**Supplied text**:
------------------------------------
If surgery isn’t a good option for you because of your overall health or another reason, other treatments can help you have a better quality of life with advanced COPD. For example, you may benefit from pulmonary rehab even if you don’t have surgery.

Several types of surgery can treat advanced COPD if other treatments aren’t enough:

Bullectomy. This is surgery to remove large damaged air sacs, called bullae (or blebs), that can form inside your lungs. If they’re removed, you may be able to breathe more easily. But most people don’t have bullae that are big enough for this operation.

You’ll be under general anesthesia for this operation. The most common complication is an air leak. As with other surgeries, there’s also the risk of infection and post-surgery pain. As you recover, you’ll need to do pulmonary rehabilitation. If you smoke, it’s very important to quit.

Lung volume reduction surgery (LVRS). This is used to treat people who have emphysema in the upper lobes of their lungs. Diseased tissue can make an open space in that area, and air can get stuck there. That makes one lung too large, and it fills up with too much air when you breathe in (called hyperinflation). LVRS takes out about a third of the diseased tissue in the upper lobe area of your lung. Even though it makes your lung smaller, it may help the healthy parts of your lungs work better.
------------------------------------
**Records provided**:

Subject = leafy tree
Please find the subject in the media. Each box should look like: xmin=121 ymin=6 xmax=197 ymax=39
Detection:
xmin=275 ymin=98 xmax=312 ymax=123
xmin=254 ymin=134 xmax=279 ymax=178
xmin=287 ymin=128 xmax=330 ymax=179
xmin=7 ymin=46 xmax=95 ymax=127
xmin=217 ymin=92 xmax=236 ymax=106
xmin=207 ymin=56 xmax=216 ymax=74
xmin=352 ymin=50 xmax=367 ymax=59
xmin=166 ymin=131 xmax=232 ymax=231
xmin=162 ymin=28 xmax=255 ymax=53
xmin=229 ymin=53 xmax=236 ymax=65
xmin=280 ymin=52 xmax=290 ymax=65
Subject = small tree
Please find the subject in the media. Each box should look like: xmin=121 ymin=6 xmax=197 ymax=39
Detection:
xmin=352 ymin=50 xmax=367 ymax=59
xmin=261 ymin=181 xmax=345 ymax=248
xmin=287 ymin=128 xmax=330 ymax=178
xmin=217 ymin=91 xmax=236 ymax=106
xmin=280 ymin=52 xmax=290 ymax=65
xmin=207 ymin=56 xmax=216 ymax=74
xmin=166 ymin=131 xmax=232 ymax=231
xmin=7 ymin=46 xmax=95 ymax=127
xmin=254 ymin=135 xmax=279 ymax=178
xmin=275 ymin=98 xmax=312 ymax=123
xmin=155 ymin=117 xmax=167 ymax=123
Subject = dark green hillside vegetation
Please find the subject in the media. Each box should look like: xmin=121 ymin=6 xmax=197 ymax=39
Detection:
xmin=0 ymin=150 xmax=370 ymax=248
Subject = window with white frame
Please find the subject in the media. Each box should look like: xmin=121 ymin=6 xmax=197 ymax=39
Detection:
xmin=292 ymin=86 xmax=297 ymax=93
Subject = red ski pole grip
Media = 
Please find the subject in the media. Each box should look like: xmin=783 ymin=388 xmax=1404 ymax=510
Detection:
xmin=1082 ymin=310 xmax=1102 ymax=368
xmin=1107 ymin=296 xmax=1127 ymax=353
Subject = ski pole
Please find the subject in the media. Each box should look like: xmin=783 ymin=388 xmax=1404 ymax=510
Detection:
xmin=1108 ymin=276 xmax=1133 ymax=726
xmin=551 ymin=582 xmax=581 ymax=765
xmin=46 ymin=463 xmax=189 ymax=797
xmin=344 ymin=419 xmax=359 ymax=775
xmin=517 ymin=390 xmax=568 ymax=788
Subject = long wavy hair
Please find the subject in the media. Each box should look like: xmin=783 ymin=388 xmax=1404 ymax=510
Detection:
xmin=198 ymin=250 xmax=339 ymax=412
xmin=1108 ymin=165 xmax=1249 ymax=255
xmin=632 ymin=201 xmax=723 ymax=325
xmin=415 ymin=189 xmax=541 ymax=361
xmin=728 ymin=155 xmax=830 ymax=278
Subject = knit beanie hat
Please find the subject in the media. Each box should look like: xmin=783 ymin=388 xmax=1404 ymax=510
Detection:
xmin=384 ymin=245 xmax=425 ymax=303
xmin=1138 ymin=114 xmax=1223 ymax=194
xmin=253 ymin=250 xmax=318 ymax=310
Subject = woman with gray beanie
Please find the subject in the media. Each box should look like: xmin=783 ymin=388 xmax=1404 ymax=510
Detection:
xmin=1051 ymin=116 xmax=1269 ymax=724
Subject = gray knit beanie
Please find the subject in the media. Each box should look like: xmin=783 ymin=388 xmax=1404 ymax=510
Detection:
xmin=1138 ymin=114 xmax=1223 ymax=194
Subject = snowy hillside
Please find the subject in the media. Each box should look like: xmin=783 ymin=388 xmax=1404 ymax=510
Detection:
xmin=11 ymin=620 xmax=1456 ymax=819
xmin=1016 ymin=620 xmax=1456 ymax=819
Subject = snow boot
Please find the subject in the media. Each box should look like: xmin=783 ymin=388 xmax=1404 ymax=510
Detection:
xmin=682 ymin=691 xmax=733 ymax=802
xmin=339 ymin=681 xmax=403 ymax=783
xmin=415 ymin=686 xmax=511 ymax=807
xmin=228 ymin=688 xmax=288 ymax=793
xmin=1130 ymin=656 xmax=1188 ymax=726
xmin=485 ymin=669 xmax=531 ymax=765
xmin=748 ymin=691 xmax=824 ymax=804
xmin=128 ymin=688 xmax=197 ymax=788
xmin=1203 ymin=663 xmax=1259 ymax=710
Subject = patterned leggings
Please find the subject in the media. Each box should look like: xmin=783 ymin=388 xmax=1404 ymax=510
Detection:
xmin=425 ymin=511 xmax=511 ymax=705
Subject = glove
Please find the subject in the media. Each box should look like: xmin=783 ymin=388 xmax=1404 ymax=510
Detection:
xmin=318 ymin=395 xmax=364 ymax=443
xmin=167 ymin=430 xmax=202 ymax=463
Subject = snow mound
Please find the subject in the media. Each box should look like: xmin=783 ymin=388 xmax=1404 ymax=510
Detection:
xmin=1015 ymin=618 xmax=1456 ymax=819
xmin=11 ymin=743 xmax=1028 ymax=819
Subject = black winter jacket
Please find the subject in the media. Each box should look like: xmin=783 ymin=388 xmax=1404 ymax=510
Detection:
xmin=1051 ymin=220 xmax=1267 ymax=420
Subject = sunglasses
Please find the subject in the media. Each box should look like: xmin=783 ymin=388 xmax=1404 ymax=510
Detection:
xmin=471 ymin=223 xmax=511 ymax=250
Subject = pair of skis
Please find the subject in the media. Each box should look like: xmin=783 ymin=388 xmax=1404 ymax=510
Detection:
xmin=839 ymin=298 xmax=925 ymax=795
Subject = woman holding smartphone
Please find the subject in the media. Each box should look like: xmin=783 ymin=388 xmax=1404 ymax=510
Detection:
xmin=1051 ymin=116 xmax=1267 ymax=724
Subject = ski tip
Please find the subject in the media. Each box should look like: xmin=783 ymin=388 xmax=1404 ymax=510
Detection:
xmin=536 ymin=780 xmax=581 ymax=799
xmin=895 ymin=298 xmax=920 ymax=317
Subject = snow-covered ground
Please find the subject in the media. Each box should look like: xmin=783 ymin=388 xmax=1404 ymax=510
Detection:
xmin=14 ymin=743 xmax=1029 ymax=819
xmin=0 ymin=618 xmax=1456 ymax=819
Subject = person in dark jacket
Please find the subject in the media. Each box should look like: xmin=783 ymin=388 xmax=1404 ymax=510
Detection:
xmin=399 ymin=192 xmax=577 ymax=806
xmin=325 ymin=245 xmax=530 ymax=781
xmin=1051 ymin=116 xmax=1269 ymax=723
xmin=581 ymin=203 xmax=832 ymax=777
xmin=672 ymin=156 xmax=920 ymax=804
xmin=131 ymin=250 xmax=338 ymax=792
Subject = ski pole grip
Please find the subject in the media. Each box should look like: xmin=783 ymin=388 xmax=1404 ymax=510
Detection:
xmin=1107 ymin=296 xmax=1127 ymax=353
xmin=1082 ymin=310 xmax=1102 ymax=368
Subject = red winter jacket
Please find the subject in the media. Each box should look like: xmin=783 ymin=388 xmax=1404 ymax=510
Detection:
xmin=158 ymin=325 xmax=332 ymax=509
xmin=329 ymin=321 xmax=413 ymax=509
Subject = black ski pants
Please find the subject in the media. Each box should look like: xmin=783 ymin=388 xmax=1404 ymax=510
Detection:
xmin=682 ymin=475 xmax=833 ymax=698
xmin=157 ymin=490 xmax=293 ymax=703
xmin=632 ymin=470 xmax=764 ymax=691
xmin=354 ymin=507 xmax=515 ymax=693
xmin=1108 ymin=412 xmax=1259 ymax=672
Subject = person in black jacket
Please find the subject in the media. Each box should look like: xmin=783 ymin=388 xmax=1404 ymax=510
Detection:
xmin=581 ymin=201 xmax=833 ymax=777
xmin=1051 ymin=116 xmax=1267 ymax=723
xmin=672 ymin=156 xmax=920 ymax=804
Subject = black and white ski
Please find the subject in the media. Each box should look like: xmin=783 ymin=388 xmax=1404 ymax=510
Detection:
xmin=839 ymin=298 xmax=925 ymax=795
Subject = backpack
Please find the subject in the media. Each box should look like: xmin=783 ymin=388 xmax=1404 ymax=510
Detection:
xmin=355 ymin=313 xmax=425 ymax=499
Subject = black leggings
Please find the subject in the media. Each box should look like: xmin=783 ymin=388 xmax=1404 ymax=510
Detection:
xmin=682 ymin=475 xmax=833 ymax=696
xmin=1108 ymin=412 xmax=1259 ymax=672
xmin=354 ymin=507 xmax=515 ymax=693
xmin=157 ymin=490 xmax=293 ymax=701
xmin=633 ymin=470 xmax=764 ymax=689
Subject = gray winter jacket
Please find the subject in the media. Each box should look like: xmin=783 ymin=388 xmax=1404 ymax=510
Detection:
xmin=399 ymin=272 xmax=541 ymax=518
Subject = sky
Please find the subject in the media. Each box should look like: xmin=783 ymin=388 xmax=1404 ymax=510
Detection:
------------------------------------
**Work to complete**:
**a)** According to the COPD surgery text, what is the most common complication of a bullectomy?
**b)** List every risk of bullectomy that the COPD surgery text names.
**c)** Rewrite the COPD surgery text's paragraph beginning "Lung volume reduction surgery (LVRS)" as a bulleted list, keeping its main facts.
The records are separate material from the COPD surgery text.

**Your written answers**:
**a)** An air leak.

**b)**
- Air leak
- Infection
- Post-surgery pain

**c)**
- LVRS treats people with emphysema in the upper lobes of their lungs.
- Diseased tissue can create an open space there where air gets trapped.
- This makes one lung too large, and it overfills with air on inhaling (hyperinflation).
- LVRS removes about a third of the diseased tissue in the upper lobe area.
- Although the lung becomes smaller, the healthy parts of the lungs may work better.